- [What is asked]:
Can you rewrite every entry below with "tree canopy" renamed to "treetops" and everything else left unchanged?

··· Supplied material

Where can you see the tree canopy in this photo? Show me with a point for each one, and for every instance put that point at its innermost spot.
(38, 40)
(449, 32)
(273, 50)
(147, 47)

······

- [Exercise result]:
Where can you see the treetops in this photo? Show me with a point for each one, and for every instance put that point at its innermost spot.
(38, 40)
(449, 32)
(273, 50)
(147, 47)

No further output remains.